◆ **GIVEN INSTRUCTION**: The listing must be reproduced in full, exactly as it stands.

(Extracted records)

___

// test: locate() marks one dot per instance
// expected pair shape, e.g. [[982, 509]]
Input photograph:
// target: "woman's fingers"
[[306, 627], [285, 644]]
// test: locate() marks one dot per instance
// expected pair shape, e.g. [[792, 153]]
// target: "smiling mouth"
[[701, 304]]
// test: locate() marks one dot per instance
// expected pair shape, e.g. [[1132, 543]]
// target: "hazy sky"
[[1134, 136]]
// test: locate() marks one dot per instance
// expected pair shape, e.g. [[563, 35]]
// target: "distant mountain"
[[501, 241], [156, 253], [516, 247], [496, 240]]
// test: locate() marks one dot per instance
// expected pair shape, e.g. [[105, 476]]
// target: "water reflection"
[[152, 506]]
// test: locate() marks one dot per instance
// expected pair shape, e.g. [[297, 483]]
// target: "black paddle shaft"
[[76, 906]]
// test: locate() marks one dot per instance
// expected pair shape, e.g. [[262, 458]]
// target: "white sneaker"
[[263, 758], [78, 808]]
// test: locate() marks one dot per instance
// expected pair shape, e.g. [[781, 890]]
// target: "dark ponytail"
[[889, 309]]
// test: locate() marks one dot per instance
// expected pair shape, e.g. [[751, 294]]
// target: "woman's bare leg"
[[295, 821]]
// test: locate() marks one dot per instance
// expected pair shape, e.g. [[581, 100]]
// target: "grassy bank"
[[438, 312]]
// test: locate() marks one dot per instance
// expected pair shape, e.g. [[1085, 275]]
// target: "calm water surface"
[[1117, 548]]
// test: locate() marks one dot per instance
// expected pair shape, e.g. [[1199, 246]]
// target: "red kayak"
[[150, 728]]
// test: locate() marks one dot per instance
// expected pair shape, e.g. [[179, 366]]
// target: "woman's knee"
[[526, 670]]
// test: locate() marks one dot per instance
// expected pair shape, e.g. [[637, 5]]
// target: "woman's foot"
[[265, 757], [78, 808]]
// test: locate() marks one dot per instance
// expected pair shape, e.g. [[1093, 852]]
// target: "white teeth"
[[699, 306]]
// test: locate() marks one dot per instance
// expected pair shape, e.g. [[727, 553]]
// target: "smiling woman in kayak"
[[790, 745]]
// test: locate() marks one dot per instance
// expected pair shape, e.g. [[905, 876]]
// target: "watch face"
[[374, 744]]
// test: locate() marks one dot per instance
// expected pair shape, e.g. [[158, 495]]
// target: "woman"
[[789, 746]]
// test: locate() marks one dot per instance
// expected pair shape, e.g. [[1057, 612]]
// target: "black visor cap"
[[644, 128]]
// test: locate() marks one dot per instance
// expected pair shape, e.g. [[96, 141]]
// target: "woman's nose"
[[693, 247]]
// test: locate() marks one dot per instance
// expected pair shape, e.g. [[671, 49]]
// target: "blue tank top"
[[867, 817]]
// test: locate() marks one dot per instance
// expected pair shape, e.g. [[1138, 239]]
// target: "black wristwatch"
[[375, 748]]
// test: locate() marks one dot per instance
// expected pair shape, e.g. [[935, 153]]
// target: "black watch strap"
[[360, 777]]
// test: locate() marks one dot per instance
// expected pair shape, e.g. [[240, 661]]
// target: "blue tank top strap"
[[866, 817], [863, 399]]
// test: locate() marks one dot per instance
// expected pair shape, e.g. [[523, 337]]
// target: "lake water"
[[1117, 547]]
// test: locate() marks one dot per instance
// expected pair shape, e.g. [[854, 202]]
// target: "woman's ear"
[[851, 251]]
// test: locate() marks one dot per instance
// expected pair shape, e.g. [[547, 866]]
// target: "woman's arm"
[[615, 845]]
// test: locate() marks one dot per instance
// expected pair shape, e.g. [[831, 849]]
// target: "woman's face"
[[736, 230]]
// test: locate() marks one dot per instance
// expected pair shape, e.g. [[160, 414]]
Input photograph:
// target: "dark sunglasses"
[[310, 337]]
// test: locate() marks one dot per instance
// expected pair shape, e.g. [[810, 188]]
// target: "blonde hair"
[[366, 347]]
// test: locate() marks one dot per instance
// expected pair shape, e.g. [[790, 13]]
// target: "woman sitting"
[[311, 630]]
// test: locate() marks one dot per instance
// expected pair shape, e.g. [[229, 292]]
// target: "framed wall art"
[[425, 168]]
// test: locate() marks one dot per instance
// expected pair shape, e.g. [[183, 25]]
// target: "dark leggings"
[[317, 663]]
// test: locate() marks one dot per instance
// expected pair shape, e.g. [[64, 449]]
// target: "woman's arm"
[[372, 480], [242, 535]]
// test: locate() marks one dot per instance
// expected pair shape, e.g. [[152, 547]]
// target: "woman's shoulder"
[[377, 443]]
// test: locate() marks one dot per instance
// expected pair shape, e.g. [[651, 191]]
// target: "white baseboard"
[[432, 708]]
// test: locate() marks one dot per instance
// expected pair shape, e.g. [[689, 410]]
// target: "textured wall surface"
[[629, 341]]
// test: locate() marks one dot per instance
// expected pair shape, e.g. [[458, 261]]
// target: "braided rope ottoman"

___

◆ **RESPONSE TO THIS TASK**:
// test: locate() marks one dot per instance
// expected pair shape, e.g. [[982, 509]]
Input photograph:
// target: "woman's fingers"
[[306, 627], [285, 644]]
// test: locate() marks one dot per instance
// expected pair shape, e.g. [[792, 153]]
// target: "smiling mouth"
[[701, 304]]
// test: locate() marks one dot per instance
// expected pair shape, e.g. [[1132, 543]]
// target: "hazy sky"
[[1134, 136]]
// test: locate() marks one dot per instance
// expected pair shape, e.g. [[563, 35]]
// target: "distant mountain"
[[501, 241], [156, 253], [516, 247], [496, 240]]
// test: locate() marks one dot per instance
// expected pair shape, e.g. [[105, 476]]
// target: "water reflection"
[[152, 506]]
// test: locate() marks one dot per instance
// expected pair shape, e.g. [[297, 483]]
// target: "black paddle shaft"
[[76, 906]]
// test: locate() marks one dot per instance
// expected pair shape, e.g. [[262, 458]]
// target: "white sneaker"
[[263, 758], [78, 808]]
// test: locate() marks one dot per instance
// expected pair shape, e.g. [[781, 890]]
// target: "dark ponytail"
[[889, 309]]
// test: locate() marks one dot per instance
// expected pair shape, e.g. [[751, 294]]
// target: "woman's bare leg"
[[295, 821]]
// test: locate() marks one dot per instance
// expected pair shape, e.g. [[581, 100]]
// target: "grassy bank"
[[438, 312]]
// test: locate() marks one dot per instance
// expected pair shape, e.g. [[1085, 275]]
// target: "calm water surface"
[[1117, 548]]
// test: locate() marks one dot per instance
// expected pair shape, e.g. [[1199, 246]]
// target: "red kayak"
[[150, 728]]
// test: locate() marks one dot per instance
// expected pair shape, e.g. [[179, 366]]
// target: "woman's knee"
[[526, 670]]
// test: locate() marks one dot per instance
// expected pair shape, e.g. [[637, 5]]
// target: "woman's foot"
[[265, 757], [78, 808]]
// test: locate() marks one dot per instance
// expected pair shape, e.g. [[1093, 852]]
// target: "white teeth"
[[699, 306]]
// test: locate() marks one dot per instance
// expected pair shape, e.g. [[727, 553]]
// target: "smiling woman in kayak"
[[790, 745]]
// test: locate() marks one dot per instance
// expected pair shape, e.g. [[905, 876]]
// target: "watch face"
[[374, 744]]
// test: locate() marks one dot per instance
// expected pair shape, e.g. [[158, 495]]
// target: "woman"
[[789, 746]]
// test: locate() marks one dot per instance
// expected pair shape, e.g. [[1057, 612]]
// target: "black visor cap"
[[644, 128]]
// test: locate() marks one dot per instance
// expected pair shape, e.g. [[96, 141]]
// target: "woman's nose"
[[693, 247]]
// test: locate() marks one dot per instance
// expected pair shape, e.g. [[671, 49]]
// target: "blue tank top"
[[867, 817]]
// test: locate() marks one dot per instance
// expected pair shape, e.g. [[1138, 239]]
// target: "black wristwatch"
[[375, 748]]
// test: locate() marks one dot per instance
// expected pair shape, e.g. [[935, 153]]
// target: "black watch strap"
[[360, 777]]
// test: locate() marks one dot per instance
// expected pair shape, e.g. [[240, 661]]
// target: "blue tank top strap"
[[866, 817], [863, 399]]
// test: locate() marks one dot per instance
// expected pair shape, e.g. [[523, 337]]
// target: "lake water"
[[1117, 547]]
// test: locate() marks one dot per instance
// expected pair shape, e.g. [[854, 202]]
// target: "woman's ear"
[[851, 251]]
// test: locate() marks one dot per instance
// expected pair shape, e.g. [[547, 866]]
// target: "woman's arm"
[[615, 845]]
// test: locate() marks one dot per instance
// expected pair shape, e.g. [[831, 849]]
// target: "woman's face"
[[736, 230]]
// test: locate() marks one dot per instance
// expected pair shape, e.g. [[160, 414]]
Input photograph:
// target: "dark sunglasses"
[[310, 337]]
// test: locate() marks one dot per instance
// expected pair shape, e.g. [[810, 188]]
// target: "blonde hair"
[[366, 347]]
// test: locate() marks one dot per instance
// expected pair shape, e.g. [[790, 13]]
// target: "woman sitting"
[[311, 630]]
// test: locate() marks one dot per instance
// expected pair shape, e.g. [[229, 292]]
// target: "framed wall art"
[[425, 168]]
// test: locate() marks one dot per instance
// expected pair shape, e.g. [[183, 25]]
// target: "dark leggings"
[[317, 663]]
// test: locate() marks one dot per instance
// expected pair shape, e.g. [[64, 449]]
// target: "woman's arm"
[[372, 480], [242, 535]]
// test: locate() marks one dot per instance
// expected pair shape, e.g. [[152, 547]]
// target: "woman's shoulder"
[[377, 443]]
// test: locate() marks one dot per instance
// expected pair shape, e.g. [[651, 191]]
// target: "white baseboard"
[[432, 708]]
// test: locate() marks one dot per instance
// expected pair shape, e.g. [[689, 410]]
// target: "textured wall surface"
[[629, 341]]
// test: locate() marks one dot per instance
// expected pair shape, e.g. [[458, 261]]
// target: "braided rope ottoman"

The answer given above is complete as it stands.